Document section:
:::

That's the saddest bit, The price doesn't reflect what the card is like it reflects how AMD got it very wrong and can't afford to sell it based on what it's actually worth. I like to try and be a half full rather than half empty type of guy but AMD make it hard sometimes.
 
Have patience :D:D:D. Mate just moved from a 290x to a 1080ti and so far he ain't impressed with it's 4k capability. He expected to much. Keep telling him it's a beast yet 4k gaming is still not possible if you want to turn the sliders up. He's more impressed with just how good his nearly 4 year old card is. I am much more impressed as i follow the hardware side and to me it's a really fast card. Just shows how much the performance leaps have slowed down and with 1 card 4k is still not ideal. Really think he was expecting 4 x the performance and not 2 x. Hopefully AMD get back in the game soon so we can get some real performance upgrades.
He is silly then I've done that and it amazes me the difference. Gone from 40fps med/high tomb raider reboot to about 80fps ultra
 
obviously this will mainly be guess work here, but do you chaps think the Air cooled Vega 64 will be able to achieve the same boost clocks as the liquid 64 when put in a custom loop? or do you think the liquid 64 chips are completely cherry picked to hit the higher boost clock?

:::

Problem A:
Count the lines in the listing below that contain the string "glowing", treating case as significant, and give only the number.

:::

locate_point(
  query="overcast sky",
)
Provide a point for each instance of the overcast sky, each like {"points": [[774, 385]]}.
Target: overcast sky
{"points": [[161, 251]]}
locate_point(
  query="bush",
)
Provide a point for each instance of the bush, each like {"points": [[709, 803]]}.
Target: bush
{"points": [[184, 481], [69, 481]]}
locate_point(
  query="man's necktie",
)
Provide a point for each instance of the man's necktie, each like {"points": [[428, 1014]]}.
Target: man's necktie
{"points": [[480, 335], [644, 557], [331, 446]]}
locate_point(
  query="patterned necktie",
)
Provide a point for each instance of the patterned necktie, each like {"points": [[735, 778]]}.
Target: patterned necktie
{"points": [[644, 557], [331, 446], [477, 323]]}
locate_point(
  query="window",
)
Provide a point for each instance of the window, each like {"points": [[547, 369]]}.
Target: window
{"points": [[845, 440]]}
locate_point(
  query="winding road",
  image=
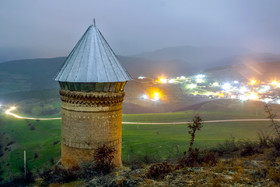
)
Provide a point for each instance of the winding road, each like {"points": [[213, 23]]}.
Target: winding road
{"points": [[9, 112]]}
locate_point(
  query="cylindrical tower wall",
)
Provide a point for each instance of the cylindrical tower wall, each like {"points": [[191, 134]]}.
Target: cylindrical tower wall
{"points": [[90, 120]]}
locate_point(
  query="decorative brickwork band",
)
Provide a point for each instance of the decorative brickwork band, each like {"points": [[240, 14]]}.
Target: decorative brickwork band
{"points": [[92, 98], [92, 144], [90, 120]]}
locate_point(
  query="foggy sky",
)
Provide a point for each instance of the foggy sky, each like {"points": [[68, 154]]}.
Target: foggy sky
{"points": [[51, 28]]}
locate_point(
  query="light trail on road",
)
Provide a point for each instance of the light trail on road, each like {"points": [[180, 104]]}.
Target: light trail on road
{"points": [[8, 112]]}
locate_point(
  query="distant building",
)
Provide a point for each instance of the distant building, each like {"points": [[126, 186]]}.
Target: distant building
{"points": [[92, 84]]}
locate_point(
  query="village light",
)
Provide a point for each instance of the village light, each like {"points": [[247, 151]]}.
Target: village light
{"points": [[226, 86], [144, 97]]}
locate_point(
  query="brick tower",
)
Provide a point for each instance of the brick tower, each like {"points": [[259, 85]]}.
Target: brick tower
{"points": [[92, 84]]}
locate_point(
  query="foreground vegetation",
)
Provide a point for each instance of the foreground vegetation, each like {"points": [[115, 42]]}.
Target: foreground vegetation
{"points": [[231, 163], [144, 143]]}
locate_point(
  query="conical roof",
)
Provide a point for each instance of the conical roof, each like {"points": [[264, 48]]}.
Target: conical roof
{"points": [[92, 60]]}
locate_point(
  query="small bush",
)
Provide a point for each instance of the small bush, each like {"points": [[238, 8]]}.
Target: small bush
{"points": [[56, 142], [103, 157], [209, 159], [249, 149], [10, 143], [159, 170]]}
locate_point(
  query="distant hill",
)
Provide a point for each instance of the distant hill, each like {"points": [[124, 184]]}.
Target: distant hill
{"points": [[265, 71], [203, 58], [36, 74]]}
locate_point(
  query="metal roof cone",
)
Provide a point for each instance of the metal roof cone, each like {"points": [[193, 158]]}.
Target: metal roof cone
{"points": [[92, 60]]}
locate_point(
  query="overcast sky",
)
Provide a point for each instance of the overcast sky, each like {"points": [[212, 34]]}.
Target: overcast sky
{"points": [[51, 28]]}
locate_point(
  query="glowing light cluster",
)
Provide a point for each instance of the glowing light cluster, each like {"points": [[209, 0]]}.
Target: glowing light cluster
{"points": [[226, 86], [152, 94], [200, 78], [191, 86]]}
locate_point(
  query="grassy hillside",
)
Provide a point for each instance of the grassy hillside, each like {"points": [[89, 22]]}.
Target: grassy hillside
{"points": [[41, 138]]}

:::

Problem B:
Reproduce the passage of the graphics card discussion above between "That's the saddest" and "it hard sometimes.", inclusive.

Final result A:
3

Final result B:
That's the saddest bit, The price doesn't reflect what the card is like it reflects how AMD got it very wrong and can't afford to sell it based on what it's actually worth. I like to try and be a half full rather than half empty type of guy but AMD make it hard sometimes.